(Entries from a point annotation set)
····················

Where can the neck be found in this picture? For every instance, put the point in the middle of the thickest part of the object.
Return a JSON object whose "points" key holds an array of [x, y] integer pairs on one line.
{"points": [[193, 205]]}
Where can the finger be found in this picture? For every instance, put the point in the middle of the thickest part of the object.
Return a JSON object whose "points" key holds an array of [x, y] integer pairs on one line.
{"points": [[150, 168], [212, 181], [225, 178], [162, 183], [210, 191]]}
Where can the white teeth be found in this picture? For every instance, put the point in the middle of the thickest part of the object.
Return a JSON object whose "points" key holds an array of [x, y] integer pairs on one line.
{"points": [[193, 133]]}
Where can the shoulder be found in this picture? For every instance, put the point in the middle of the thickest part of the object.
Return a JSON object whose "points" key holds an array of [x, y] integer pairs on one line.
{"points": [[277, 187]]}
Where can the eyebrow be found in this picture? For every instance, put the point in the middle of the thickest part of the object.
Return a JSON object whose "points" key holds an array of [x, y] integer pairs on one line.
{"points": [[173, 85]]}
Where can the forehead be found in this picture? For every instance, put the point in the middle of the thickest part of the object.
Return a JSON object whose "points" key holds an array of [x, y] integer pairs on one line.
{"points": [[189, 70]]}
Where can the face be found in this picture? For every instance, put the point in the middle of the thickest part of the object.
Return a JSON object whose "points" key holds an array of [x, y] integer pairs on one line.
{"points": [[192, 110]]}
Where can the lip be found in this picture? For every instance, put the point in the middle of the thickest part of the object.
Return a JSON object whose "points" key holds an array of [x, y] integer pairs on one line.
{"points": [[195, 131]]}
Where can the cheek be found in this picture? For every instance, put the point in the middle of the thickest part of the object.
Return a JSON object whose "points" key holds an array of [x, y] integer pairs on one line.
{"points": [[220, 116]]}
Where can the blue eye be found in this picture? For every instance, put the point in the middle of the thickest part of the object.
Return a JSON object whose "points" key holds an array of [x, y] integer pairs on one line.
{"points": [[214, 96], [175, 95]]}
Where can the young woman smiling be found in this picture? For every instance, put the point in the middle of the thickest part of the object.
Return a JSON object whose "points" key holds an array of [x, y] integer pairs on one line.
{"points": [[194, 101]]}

····················

WHAT YOU HAVE TO DO: Transcribe the data. Leave every line exactly as it is.

WRITTEN RESPONSE:
Where can the neck be found in this picture? For every instance, put the point in the middle of the thickest part of the object.
Return a JSON object whose "points" key holds an array of [x, y] integer pairs on one line.
{"points": [[193, 205]]}
Where can the finger be found in this picture? For every instance, put the point in the middle of the thickest part of the object.
Return a JSON object whose "points" key holds an array of [x, y] integer pairs on one line.
{"points": [[150, 168], [212, 181], [225, 178], [162, 183], [210, 191]]}
Where can the white teeth be found in this picture? For every instance, put the point in the middle of the thickest part of the object.
Return a JSON object whose "points" key holds an array of [x, y] integer pairs on one line.
{"points": [[193, 133]]}
Where can the shoulder be found in this picture? For every instance, put the point in the middle of the thickest part of the object.
Return a JSON object whose "points" key holds an array of [x, y] integer pairs on one line.
{"points": [[277, 187]]}
Where can the eyebrow be found in this picture? For every instance, put the point in the middle of the thickest part of the object.
Return a JSON object whose "points" key holds an array of [x, y] integer pairs on one line.
{"points": [[173, 85]]}
Where can the forehead be found in this picture? For every instance, put the point in the middle of the thickest part of the object.
Return a JSON object whose "points" key holds an array of [x, y] integer pairs on one line.
{"points": [[189, 70]]}
Where can the face be found in this picture? For every instance, put the point in the middle of the thickest part of the object.
Return a JSON object whose "points" key holds an array of [x, y] integer pairs on one line.
{"points": [[192, 110]]}
Where can the lip be found in this picture? For every instance, put the point in the middle of the thickest part of the object.
Return a JSON object whose "points" key holds an array of [x, y] integer pairs on one line.
{"points": [[195, 131]]}
Where can the cheek be found in this picture? For every instance, put the point in the middle of the thickest part of the object.
Return a JSON object whose "points" key holds an array of [x, y] integer pairs on one line.
{"points": [[220, 116]]}
Where can the blue eye be found in this picture? For every instance, put the point in the middle of the thickest part of the object.
Return a JSON object whose "points" key holds an array of [x, y] integer pairs on one line.
{"points": [[214, 96], [175, 95]]}
Where can the young woman smiling be found in this picture? For every instance, put the point in the middle of the thickest part of the object.
Return a JSON object whose "points" key holds an array of [x, y] integer pairs on one line.
{"points": [[194, 101]]}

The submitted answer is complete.